* Point-based annotation data
━━━

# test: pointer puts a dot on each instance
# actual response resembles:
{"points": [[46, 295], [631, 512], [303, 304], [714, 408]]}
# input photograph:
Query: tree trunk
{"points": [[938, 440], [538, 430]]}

━━━

* Problem description
Reproduce the lines above word for word, with every character left unchanged.

* Exercise response
# test: pointer puts a dot on each instance
# actual response resembles:
{"points": [[46, 295], [631, 512], [303, 304], [714, 408]]}
# input photograph:
Query: tree trunk
{"points": [[938, 440], [538, 430]]}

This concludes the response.